Provided records:

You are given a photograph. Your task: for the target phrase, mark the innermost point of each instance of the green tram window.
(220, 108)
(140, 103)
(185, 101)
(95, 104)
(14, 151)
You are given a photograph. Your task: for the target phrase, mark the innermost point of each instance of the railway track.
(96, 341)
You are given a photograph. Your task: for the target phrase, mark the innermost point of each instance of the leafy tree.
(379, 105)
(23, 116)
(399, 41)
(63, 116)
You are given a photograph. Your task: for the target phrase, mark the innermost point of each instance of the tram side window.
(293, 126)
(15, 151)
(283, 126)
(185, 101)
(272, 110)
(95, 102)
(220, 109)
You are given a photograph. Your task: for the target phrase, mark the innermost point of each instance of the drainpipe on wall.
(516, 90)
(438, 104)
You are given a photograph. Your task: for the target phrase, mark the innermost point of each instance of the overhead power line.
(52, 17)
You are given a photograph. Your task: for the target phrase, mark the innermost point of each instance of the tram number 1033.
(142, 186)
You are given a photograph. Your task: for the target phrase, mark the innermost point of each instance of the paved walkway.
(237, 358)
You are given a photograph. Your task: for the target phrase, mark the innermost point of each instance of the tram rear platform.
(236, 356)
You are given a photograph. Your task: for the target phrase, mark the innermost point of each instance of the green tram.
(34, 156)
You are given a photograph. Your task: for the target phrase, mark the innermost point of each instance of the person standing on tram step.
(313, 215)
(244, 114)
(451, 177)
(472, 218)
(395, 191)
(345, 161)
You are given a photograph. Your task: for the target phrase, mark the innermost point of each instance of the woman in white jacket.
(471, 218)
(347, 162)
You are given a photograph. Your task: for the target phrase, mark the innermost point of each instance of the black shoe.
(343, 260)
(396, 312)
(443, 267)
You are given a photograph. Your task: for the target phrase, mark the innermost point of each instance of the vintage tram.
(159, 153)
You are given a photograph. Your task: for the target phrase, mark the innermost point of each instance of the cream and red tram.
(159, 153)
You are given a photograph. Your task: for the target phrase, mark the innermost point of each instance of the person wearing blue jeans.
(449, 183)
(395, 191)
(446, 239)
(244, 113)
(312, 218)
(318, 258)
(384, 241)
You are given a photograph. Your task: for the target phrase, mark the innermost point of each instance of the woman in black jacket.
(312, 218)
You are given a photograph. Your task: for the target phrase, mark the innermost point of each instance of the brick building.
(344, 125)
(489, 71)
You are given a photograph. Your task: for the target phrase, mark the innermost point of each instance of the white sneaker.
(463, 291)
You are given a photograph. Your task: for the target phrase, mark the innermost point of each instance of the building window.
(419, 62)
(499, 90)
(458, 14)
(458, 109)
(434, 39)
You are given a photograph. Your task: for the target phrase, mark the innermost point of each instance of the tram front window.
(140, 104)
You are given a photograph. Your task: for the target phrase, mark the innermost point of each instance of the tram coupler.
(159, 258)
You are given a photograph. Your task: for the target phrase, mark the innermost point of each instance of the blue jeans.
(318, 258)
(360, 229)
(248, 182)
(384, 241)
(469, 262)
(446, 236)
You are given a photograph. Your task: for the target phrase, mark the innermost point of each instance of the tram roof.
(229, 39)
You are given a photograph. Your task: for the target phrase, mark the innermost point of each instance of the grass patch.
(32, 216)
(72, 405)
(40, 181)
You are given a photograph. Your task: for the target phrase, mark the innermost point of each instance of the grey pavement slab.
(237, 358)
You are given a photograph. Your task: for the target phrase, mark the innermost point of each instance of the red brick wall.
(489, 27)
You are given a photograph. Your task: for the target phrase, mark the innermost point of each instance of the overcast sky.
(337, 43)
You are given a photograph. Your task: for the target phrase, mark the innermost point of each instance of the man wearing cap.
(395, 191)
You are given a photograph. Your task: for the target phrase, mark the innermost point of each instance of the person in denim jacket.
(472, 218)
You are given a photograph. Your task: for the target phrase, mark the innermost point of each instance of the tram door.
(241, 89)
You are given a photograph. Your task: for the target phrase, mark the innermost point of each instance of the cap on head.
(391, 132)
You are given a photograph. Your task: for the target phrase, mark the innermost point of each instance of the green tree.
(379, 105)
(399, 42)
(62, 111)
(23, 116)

Directions for this task:
Take the line with "the building window." and all lines after it through the end of the records, and write them out exactly; include nothing else.

Output of the exercise:
You are given a photograph. Your task: for the target phrase, mark the innermost point of each instance of the building window.
(419, 62)
(499, 90)
(458, 14)
(458, 109)
(434, 39)
You are given a photograph. Your task: for the target phrase, mark the innermost point of each instance of the tram front window.
(140, 104)
You are given a photograph. Your task: for the target phrase, mark the innermost point of each instance of the tram coupler.
(159, 258)
You are given a photograph. Your task: for the target phrase, mark the innermost point of each instance of the blue jeans.
(318, 258)
(360, 229)
(248, 182)
(384, 241)
(469, 262)
(446, 236)
You are given a photograph. Your task: for the target phrase, mark the innermost point of each instance of the tram roof.
(229, 39)
You are given a photograph. Your task: for the target phrase, mark the innermost point of each instance of the grass patch.
(32, 216)
(72, 405)
(40, 181)
You are given a photograph. Your task: for the target phrase, mark the innermost point of each instance of the grey pavement slab.
(237, 358)
You are given a photograph. Your task: for the target phrase, mark the innermost point of each instance of the red brick wall.
(489, 27)
You are given a photograph. Your task: for the target phrase, mark the innermost point of each instance of the overcast sky.
(337, 43)
You are given a photograph. Your task: for the target phrase, mark the innermost point of each instance of the man wearing cap.
(395, 191)
You are given a photograph. Your task: for the target phrase, mark the innermost point of each instance of the person in denim jacket.
(472, 218)
You are given a photograph. Your task: for the target phrase, mark the innermost point of each instance of the tram door.
(241, 89)
You are given a photograph. Your task: for the target phrase, mark the innermost point of each instance of the cap on head.
(391, 132)
You are given a photograph. Your task: for the target phrase, mark the innermost point of each instance of the green tree.
(379, 105)
(399, 42)
(62, 111)
(23, 116)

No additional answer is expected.